> [Given passage]:
:::

# Best lab for southern ca?



## Krs1 (Apr 2, 2020)

Thanks for looking, I'm in southern ca near the beach and about to do my first soil test, I used Logan labs for my old lawn. Is that ok or is there a preferred test/ lab?


----------



## Ridgerunner (May 16, 2017)

Use any lab listed in the NAPT/PAP list https://thelawnforum.com/viewtopic.php?t=7162 for assured quality. If your pH is less than 7, ask for M3, if it's above 7 ask for ammonium acetate and Olsen phosphorous testing. Logan is a pain to convert to ppm, so it's not ideal. If you want recommendations from the lab, use a local lab.


----------



## Ridgerunner (May 16, 2017)

https://www.naptprogram.org/pap


----------



## Krs1 (Apr 2, 2020)

Awesome I will take a look, how do I find out my ph with out a test?


----------



## Ridgerunner (May 16, 2017)

That is a bit of a conundrum. You could aquire limus paper and de-ionized or distilled water and DIY. You could contact a local university extension and inquire for your location (but due to the construction of the allotment, that may not be valid) or you could have the lab use AA testing and request that they test for P using either Bray or Mehlich 3 and also Olsen for an additional fee.
Example: Midwest has a SC3 complete test that uses AA and Bray for 25.50. For a dollar more, they will add the Olsen test.


----------



## Krs1 (Apr 2, 2020)

ok, this is a lot to tale in lol


----------



## Krs1 (Apr 2, 2020)

On the list provided above I am going to choose the closest lab to me in fresno. There is no sampling instructions for sampling for residential lawns, they all seem to be for agriculture with depths up to 12+ inches. Do i still send my sample for 4"?

:::

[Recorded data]
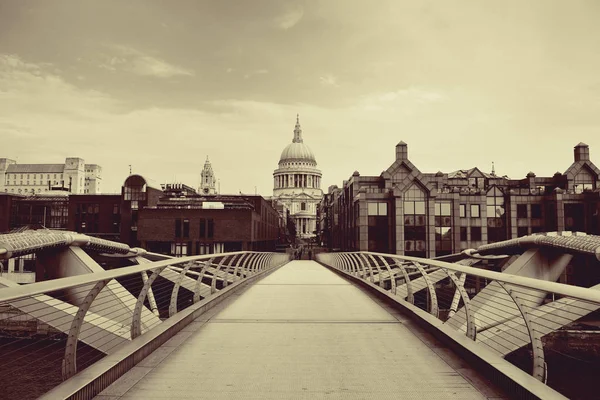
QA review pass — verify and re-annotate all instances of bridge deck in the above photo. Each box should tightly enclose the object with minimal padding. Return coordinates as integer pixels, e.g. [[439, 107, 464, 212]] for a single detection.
[[96, 261, 504, 400]]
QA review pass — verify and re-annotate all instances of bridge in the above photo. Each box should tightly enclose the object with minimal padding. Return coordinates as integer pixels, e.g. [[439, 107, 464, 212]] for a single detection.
[[0, 230, 600, 400]]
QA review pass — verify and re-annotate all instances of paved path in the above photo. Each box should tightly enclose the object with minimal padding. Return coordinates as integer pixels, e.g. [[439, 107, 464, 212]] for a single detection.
[[96, 261, 502, 400]]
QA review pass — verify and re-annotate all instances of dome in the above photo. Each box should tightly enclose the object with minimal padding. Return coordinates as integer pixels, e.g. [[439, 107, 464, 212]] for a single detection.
[[279, 116, 317, 164], [279, 142, 317, 164]]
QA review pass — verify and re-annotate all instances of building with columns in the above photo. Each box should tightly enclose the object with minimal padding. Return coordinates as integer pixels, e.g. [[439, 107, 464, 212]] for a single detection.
[[0, 157, 102, 195], [198, 156, 217, 194], [273, 116, 323, 238], [319, 142, 600, 258]]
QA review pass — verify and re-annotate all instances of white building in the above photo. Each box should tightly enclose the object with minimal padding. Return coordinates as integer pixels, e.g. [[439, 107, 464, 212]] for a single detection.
[[273, 117, 323, 238], [0, 157, 102, 194], [198, 156, 217, 194]]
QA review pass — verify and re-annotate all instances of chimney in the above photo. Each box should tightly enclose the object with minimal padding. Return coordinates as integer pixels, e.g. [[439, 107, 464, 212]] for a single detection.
[[396, 141, 408, 161], [574, 142, 590, 162]]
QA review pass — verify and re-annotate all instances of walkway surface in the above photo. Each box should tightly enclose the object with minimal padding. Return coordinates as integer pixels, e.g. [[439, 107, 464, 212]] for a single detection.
[[96, 261, 503, 400]]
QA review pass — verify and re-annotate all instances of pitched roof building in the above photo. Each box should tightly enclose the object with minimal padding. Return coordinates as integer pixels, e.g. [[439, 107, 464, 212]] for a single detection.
[[273, 116, 323, 238]]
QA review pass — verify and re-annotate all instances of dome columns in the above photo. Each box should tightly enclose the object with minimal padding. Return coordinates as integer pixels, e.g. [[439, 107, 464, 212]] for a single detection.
[[274, 173, 321, 189]]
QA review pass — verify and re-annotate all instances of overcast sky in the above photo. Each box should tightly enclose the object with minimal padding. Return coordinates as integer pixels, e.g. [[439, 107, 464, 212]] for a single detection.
[[0, 0, 600, 195]]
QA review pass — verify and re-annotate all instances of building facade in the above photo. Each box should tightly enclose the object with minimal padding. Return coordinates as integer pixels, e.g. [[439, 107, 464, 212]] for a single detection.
[[320, 142, 600, 257], [198, 156, 217, 194], [0, 157, 102, 195], [273, 117, 323, 238]]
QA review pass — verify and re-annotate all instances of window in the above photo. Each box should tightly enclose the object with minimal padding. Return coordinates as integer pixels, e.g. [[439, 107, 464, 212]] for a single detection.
[[531, 204, 542, 218], [404, 184, 427, 257], [171, 241, 188, 257], [175, 218, 181, 238], [471, 226, 481, 242], [367, 202, 387, 216], [183, 219, 190, 237], [435, 201, 453, 256], [573, 167, 596, 193], [200, 218, 206, 238], [206, 219, 215, 239]]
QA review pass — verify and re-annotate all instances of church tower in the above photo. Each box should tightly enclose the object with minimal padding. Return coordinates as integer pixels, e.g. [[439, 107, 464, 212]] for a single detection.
[[273, 115, 323, 239], [198, 156, 217, 194]]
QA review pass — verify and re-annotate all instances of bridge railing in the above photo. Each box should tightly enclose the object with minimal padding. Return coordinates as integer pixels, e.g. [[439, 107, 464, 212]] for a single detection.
[[0, 251, 289, 398], [317, 252, 600, 396]]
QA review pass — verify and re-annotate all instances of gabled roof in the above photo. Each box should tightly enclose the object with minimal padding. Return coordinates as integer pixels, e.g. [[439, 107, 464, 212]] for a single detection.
[[448, 167, 496, 179]]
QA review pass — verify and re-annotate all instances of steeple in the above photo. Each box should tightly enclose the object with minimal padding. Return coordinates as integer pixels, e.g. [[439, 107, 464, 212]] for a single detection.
[[199, 156, 217, 194], [292, 114, 303, 143]]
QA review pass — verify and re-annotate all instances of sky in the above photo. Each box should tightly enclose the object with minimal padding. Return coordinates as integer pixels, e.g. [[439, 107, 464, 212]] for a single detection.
[[0, 0, 600, 196]]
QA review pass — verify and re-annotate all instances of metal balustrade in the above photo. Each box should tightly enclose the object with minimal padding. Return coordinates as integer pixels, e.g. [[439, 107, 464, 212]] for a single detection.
[[0, 252, 289, 398], [317, 250, 600, 396]]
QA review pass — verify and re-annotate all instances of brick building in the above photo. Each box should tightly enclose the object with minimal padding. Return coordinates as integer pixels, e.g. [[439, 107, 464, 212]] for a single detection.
[[319, 142, 600, 257], [138, 194, 281, 256]]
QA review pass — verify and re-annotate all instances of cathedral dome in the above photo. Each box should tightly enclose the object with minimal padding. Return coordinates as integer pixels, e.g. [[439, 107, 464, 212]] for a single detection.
[[279, 142, 317, 163], [279, 117, 317, 164]]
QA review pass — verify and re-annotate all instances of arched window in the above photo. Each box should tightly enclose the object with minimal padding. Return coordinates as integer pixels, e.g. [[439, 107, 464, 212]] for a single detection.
[[486, 186, 507, 243], [403, 183, 427, 257]]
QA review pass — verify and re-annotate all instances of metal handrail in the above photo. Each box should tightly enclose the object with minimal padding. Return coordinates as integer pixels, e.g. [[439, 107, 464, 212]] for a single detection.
[[0, 251, 278, 303], [319, 251, 600, 304]]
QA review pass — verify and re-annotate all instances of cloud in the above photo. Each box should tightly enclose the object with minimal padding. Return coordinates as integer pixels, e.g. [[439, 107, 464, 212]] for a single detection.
[[245, 69, 269, 79], [100, 46, 194, 78], [0, 54, 600, 195], [319, 74, 339, 87], [275, 7, 304, 30]]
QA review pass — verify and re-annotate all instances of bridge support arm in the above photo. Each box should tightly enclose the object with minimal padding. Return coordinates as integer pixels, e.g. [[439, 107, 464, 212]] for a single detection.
[[131, 266, 167, 340], [496, 281, 548, 383], [169, 261, 194, 318], [62, 279, 110, 380]]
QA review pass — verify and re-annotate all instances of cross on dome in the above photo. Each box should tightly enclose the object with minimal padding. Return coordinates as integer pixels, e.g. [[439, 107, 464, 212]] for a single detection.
[[292, 114, 304, 143]]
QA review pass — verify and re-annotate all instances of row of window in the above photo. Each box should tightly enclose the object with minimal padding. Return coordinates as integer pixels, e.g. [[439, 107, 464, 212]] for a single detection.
[[6, 181, 64, 186], [175, 218, 215, 239], [171, 242, 225, 257], [6, 174, 63, 179]]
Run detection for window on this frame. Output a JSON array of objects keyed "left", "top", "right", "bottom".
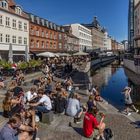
[
  {"left": 31, "top": 40, "right": 34, "bottom": 48},
  {"left": 36, "top": 30, "right": 39, "bottom": 36},
  {"left": 13, "top": 19, "right": 17, "bottom": 28},
  {"left": 24, "top": 23, "right": 27, "bottom": 31},
  {"left": 50, "top": 33, "right": 53, "bottom": 39},
  {"left": 18, "top": 21, "right": 22, "bottom": 30},
  {"left": 59, "top": 34, "right": 62, "bottom": 39},
  {"left": 50, "top": 42, "right": 52, "bottom": 48},
  {"left": 18, "top": 36, "right": 22, "bottom": 44},
  {"left": 42, "top": 41, "right": 44, "bottom": 48},
  {"left": 6, "top": 17, "right": 10, "bottom": 27},
  {"left": 1, "top": 0, "right": 8, "bottom": 9},
  {"left": 24, "top": 37, "right": 27, "bottom": 45},
  {"left": 54, "top": 34, "right": 56, "bottom": 39},
  {"left": 15, "top": 7, "right": 22, "bottom": 15},
  {"left": 42, "top": 31, "right": 44, "bottom": 37},
  {"left": 12, "top": 36, "right": 16, "bottom": 44},
  {"left": 46, "top": 32, "right": 48, "bottom": 38},
  {"left": 5, "top": 35, "right": 10, "bottom": 43},
  {"left": 59, "top": 43, "right": 62, "bottom": 49},
  {"left": 31, "top": 28, "right": 34, "bottom": 35},
  {"left": 0, "top": 15, "right": 3, "bottom": 25},
  {"left": 54, "top": 43, "right": 56, "bottom": 48},
  {"left": 36, "top": 41, "right": 39, "bottom": 48},
  {"left": 0, "top": 34, "right": 3, "bottom": 42},
  {"left": 46, "top": 42, "right": 49, "bottom": 48}
]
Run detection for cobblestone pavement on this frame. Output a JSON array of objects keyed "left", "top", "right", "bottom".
[{"left": 0, "top": 63, "right": 140, "bottom": 140}]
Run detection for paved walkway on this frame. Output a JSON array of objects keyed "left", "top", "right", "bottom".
[{"left": 0, "top": 63, "right": 140, "bottom": 140}]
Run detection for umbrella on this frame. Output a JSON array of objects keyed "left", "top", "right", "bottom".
[
  {"left": 8, "top": 43, "right": 13, "bottom": 63},
  {"left": 37, "top": 52, "right": 55, "bottom": 57},
  {"left": 73, "top": 52, "right": 89, "bottom": 56},
  {"left": 25, "top": 45, "right": 30, "bottom": 62}
]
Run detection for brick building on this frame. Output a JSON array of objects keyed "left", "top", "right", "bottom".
[{"left": 29, "top": 14, "right": 66, "bottom": 53}]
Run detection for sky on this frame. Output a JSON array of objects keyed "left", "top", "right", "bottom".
[{"left": 15, "top": 0, "right": 128, "bottom": 41}]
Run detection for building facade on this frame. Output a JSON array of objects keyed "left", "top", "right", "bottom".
[
  {"left": 134, "top": 0, "right": 140, "bottom": 65},
  {"left": 103, "top": 31, "right": 112, "bottom": 51},
  {"left": 83, "top": 17, "right": 105, "bottom": 50},
  {"left": 122, "top": 40, "right": 128, "bottom": 52},
  {"left": 0, "top": 0, "right": 29, "bottom": 61},
  {"left": 71, "top": 23, "right": 92, "bottom": 51},
  {"left": 64, "top": 26, "right": 79, "bottom": 52},
  {"left": 128, "top": 0, "right": 135, "bottom": 52},
  {"left": 29, "top": 14, "right": 66, "bottom": 53}
]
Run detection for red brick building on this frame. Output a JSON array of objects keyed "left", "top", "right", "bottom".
[{"left": 29, "top": 14, "right": 66, "bottom": 53}]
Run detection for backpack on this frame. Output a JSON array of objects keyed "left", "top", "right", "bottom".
[{"left": 104, "top": 128, "right": 113, "bottom": 140}]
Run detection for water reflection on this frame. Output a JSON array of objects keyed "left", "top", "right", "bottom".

:::

> [What to do]:
A. Can you set down the part of the soil-lab thread that begins at the words "Awesome I will" and stops after the words "the Olsen test."?
B. Answer these questions about the soil-lab thread:
(i) What test should be requested if the pH is less than 7?
(ii) What price is given for Midwest's SC3 complete test?
(iii) In which city is the lab that Krs1 plans to choose?
C. Could you extend the soil-lab thread past its final post?

> [Answers for this exercise]:
A.
Awesome I will take a look, how do I find out my ph with out a test?


----------



## Ridgerunner (May 16, 2017)

That is a bit of a conundrum. You could aquire limus paper and de-ionized or distilled water and DIY. You could contact a local university extension and inquire for your location (but due to the construction of the allotment, that may not be valid) or you could have the lab use AA testing and request that they test for P using either Bray or Mehlich 3 and also Olsen for an additional fee.
Example: Midwest has a SC3 complete test that uses AA and Bray for 25.50. For a dollar more, they will add the Olsen test.

B.
(i) M3
(ii) 25.50
(iii) Fresno

C.
----------



## Ridgerunner (May 16, 2017)

All quality labs use the same extraction methods (some may just specialize in one, some offer a variety). I would suggest you select your lab based on price as the results of a TENN lab using M3 extraction will be just as accurate and valid as a WA that uses M3, the only difference will be the price. The labs on the west coast tend to be more expensive due to regionally high cost of living and higher wages. Depth of sample shouldn't make a difference, but I'd need to review their site/test battery to know for sure. It would appear you have selected a specialty lab that targets agriculture. I would suggest you use Ward, Midwest, the non-listed Wayside or if you insist on "local", A&L Western. Do call a couple of labs and check on their fees and compare prices and test batteries before ordering. Per above, you want something like the Midwest SC3 with the Olsen P test added for $26.50.


----------



## Krs1 (Apr 2, 2020)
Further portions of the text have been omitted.